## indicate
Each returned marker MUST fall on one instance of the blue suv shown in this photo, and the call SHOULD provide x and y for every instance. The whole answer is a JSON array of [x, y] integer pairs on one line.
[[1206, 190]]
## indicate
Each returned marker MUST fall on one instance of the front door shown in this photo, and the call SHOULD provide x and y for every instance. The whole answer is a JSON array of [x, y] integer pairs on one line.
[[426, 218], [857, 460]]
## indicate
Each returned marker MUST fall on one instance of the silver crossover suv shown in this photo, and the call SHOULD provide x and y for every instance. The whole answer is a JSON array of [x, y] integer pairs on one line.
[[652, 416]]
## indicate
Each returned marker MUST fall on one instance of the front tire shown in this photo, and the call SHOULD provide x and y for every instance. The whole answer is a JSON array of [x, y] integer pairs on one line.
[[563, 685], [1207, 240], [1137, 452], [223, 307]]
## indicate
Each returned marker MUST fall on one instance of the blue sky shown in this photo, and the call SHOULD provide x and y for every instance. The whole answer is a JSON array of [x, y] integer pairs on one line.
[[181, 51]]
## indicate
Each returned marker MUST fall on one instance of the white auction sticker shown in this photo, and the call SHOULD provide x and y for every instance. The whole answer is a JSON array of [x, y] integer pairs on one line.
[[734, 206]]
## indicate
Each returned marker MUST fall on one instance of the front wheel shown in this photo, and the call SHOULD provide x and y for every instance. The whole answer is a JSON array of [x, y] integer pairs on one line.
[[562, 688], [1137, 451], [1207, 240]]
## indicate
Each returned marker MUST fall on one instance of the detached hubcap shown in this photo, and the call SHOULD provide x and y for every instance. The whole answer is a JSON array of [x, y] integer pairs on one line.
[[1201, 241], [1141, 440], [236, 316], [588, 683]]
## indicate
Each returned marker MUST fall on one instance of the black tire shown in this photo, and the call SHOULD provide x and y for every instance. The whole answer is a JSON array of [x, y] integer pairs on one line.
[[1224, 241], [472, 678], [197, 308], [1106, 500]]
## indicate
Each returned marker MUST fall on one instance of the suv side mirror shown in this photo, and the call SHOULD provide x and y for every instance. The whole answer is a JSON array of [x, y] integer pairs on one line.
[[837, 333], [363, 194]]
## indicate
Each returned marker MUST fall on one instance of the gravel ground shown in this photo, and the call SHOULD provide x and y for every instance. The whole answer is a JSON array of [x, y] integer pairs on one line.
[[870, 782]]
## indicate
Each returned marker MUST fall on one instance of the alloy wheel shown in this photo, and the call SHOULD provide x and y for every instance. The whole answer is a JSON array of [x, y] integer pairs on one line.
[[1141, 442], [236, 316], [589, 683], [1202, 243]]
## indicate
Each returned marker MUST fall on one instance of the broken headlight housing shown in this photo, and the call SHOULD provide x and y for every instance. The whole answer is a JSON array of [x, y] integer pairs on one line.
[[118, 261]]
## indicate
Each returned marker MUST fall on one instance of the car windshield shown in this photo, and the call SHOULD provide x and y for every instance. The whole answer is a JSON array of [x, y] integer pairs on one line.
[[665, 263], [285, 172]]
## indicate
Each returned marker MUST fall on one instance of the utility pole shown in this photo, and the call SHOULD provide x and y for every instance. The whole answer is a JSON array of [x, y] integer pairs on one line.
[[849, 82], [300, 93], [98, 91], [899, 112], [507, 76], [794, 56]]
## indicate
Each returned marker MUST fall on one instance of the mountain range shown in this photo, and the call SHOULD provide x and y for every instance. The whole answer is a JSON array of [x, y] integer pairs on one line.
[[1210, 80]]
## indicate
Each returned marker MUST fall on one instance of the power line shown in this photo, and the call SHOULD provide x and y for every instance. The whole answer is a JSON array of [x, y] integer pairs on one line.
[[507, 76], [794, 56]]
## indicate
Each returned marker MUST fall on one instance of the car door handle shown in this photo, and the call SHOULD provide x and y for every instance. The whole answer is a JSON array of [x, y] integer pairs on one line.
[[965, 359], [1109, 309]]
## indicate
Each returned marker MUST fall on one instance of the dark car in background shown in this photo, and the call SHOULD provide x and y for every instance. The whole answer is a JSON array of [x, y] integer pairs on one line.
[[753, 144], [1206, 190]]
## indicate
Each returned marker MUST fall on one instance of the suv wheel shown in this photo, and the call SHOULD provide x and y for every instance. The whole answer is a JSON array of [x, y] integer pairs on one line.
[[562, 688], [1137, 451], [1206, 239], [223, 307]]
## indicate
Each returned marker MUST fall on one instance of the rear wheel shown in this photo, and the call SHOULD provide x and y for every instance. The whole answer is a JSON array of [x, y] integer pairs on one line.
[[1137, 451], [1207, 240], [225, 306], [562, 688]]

-*-*-

■ **YOUR OBJECTIVE**
Please copy out each record, character for character.

■ **EXERCISE OUTPUT**
## indicate
Each returned marker MUST fall on one instance of the blue suv shown in this photo, and the call SHOULD provide x and y for every instance. The whole answer is a JSON array of [x, y] integer pairs on one line.
[[1206, 190]]
## indicate
Each returned marker MUST fall on one instance of the front door shown in this photo, and the call SHOULD provide x and y for every instance. The whole answer is a JSON array of [x, y] integer pairs on one line.
[[426, 218], [857, 460]]
## indicate
Each returned marker MUST fall on one instance of the silver crossover suv shown in this photo, and the call SHOULD provide x and y for every instance. The whole answer is a JSON array of [x, y] integer pairs on one line.
[[652, 416]]
## indicate
Each returned marker MUST fall on one instance of the front tire shown in this photo, and the call SHOULD provide x and y for every instance. The whole answer is a JSON array of [x, y] integer pairs on one line.
[[563, 685], [1207, 240], [1137, 452], [223, 307]]
## indicate
Each returned marker MUST fall on one instance of the blue sky shown in this photo, and the call SHOULD provide x and y for every instance. The whole answer is a JSON array of [x, y] integer pairs on one line.
[[181, 51]]
## indicate
Each returned marker MUST fall on one instance of the white auction sticker shown in this photo, and the call SHOULD provide x and y for every instance. The whole answer is a JSON array of [x, y] integer pairs on one line.
[[734, 206]]
## indicate
Each returned marker MUST fall on one instance of the front wheel shown in this photo, and the call SHOULD provide x and y for every instance. The whole answer is a JSON array of [x, y] integer pairs on one line.
[[562, 688], [1137, 451], [1207, 240]]
## indicate
Each returned marker MUST fall on one instance of the detached hubcap shown in this photo, and the call SHOULD provide x and y for every instance. The whole answer is a JSON array of [x, y] integer pairs on one line.
[[1201, 241], [1141, 440], [236, 316], [588, 683]]
## indicate
Each returned marker MUST fall on one instance of the black tire shown in this photo, and the call SHOULD provide x and y for every instance. The whole answer is a JSON array of [x, y] integer pairs on one line.
[[1224, 241], [472, 678], [197, 308], [1106, 500]]
## indicate
Each returned marker MUST fall on one instance of the suv side mirror shown in this photo, and the call SHOULD provide x and y for every instance. The whole answer is a JSON array of [x, y] integer pairs on one line.
[[837, 333], [363, 194]]
## indicate
Each returned marker MUST fall on one instance of the gravel ground shown in this photo, and the call SHOULD provide x and y for every instance. The whole answer is a JSON array of [x, y] integer pairs on one line.
[[870, 782]]
## indicate
Each returned marker MUST fall on one instance of the alloy wheel shown in this photo, and the call SHOULD provide x and y for every instance. The whole answer is a JSON array of [x, y] integer pairs on one line.
[[1141, 442], [236, 316], [589, 683], [1202, 243]]
## indicate
Each returned marker MUST fall on one instance of the broken headlight housing shown in this photo, and the call SHOULD provide x and y for every instance. The whole answer is a JSON array of [x, y] integer pairs on one line.
[[118, 261]]
## indicate
Each returned marker MUST fall on one instance of the car windshield shown in this photo, and the call SHOULD provide x and y for every instance. The whole answer is a JSON array of [x, y] integer pairs on one line.
[[665, 263], [285, 172]]
## indicate
Each returned marker MUST fall on one instance of the utility pole shown in this photo, and the call SHOULD provide x and y for every instance. The whole answer is a JSON array of [x, y] integer pairs on one line.
[[849, 82], [300, 93], [98, 91], [899, 112], [507, 76], [794, 56]]
## indicate
Each returned marker MUST fall on one instance of the mountain range shown in this photo, and the call SHOULD provide x and y for every instance. The whole answer is a JSON array of [x, y] integer pairs on one line.
[[1210, 80]]
## indicate
Each returned marker MUST fall on one instance of the power line shown in this photo, and the call SHOULD provide x and y for every instance. The whole answer is a JSON array of [x, y] integer pairs on one line.
[[507, 76], [794, 56]]
## indicate
Each returned marker MUST fall on one instance of the car door handle shown in this photo, and the call SHOULD provide x and y for every instance. The whole answer is a JSON array of [x, y] integer pairs on one line.
[[965, 359], [1109, 309]]
## indicate
Each returned marker MUST fall on one instance of the dark car in background shown in this photo, and the call SHOULD provide x and y for every instance. The whole answer is a JSON array of [x, y] integer pairs on one line.
[[753, 144], [1206, 190]]
## indicate
Each returned marker MUST fall on one instance of the suv wheel shown in this photo, and the call SHOULD provide x and y for every instance. The whole answer is a JSON array of [x, y] integer pairs on one line.
[[562, 688], [1137, 451], [1206, 239], [223, 307]]
## indicate
Each returned marker MUST fall on one instance of the rear wheel shown in this photo, and the call SHOULD provide x and y for every instance. The whole answer is a JSON array of [x, y] integer pairs on one line.
[[1137, 451], [1207, 240], [225, 306], [562, 688]]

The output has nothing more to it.